[Referring expression pointing data]
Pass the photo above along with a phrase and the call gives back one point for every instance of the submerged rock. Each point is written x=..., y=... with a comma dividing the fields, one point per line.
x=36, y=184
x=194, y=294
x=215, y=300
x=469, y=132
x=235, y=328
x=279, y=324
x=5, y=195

> _PROBLEM TO SOLVE_
The data must be printed verbatim, line by line.

> _SOLVED PROBLEM_
Pass the photo above along with a phrase and the call gives back one point for every instance of the submerged rock. Each point is written x=..., y=... with a comma dividing the fields, one point per line.
x=36, y=184
x=194, y=294
x=215, y=300
x=469, y=132
x=235, y=328
x=279, y=324
x=5, y=195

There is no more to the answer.